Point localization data
____________________

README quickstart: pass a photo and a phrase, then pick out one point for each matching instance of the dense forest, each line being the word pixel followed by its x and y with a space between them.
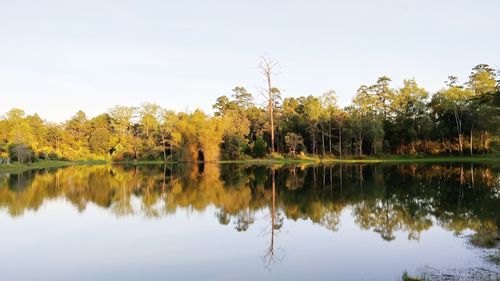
pixel 459 119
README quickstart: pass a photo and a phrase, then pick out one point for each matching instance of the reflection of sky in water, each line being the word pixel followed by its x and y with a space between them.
pixel 56 242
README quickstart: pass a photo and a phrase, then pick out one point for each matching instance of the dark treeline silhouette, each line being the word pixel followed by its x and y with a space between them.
pixel 381 198
pixel 458 119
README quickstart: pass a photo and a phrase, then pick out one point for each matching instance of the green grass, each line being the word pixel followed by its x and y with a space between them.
pixel 42 164
pixel 17 168
pixel 368 160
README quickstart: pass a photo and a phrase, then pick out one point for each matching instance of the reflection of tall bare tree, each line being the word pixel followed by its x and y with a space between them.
pixel 270 257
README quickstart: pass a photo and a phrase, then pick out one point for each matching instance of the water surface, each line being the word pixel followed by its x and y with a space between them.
pixel 237 222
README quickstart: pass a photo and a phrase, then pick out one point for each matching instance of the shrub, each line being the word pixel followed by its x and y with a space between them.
pixel 259 149
pixel 21 153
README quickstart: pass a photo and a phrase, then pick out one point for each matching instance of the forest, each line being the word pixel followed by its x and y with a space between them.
pixel 459 119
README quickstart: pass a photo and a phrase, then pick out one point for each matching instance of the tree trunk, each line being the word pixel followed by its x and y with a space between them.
pixel 271 111
pixel 330 138
pixel 323 139
pixel 470 143
pixel 340 142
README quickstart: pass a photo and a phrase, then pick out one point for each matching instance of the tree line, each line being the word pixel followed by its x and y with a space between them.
pixel 461 118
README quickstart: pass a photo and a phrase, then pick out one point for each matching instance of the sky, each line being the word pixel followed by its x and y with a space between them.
pixel 61 56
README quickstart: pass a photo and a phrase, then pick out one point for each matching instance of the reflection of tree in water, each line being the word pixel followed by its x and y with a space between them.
pixel 383 198
pixel 276 223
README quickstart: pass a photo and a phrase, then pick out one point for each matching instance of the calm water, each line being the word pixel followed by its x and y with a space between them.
pixel 230 222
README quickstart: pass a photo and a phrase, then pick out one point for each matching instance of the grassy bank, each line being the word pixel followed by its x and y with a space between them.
pixel 18 168
pixel 365 160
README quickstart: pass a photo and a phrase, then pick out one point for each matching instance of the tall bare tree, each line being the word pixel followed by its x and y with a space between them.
pixel 267 67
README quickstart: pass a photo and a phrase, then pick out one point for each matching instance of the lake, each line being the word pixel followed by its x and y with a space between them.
pixel 247 222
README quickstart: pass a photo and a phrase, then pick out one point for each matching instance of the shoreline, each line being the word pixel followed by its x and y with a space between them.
pixel 18 168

____________________

Task item:
Output only the lines from the one that contains "the lake, each" through the final line of the records, exactly as given.

Answer section:
README quickstart: pass a photo and a phrase, then pick out one point for each matching instance of the lake, each line being the word pixel followed by its x and y with a space between them.
pixel 247 222
README quickstart: pass a photo and a phrase, then pick out one point for each matching instance of the shoreline, each line being the word pixel followed by its x and y with a space between them.
pixel 18 168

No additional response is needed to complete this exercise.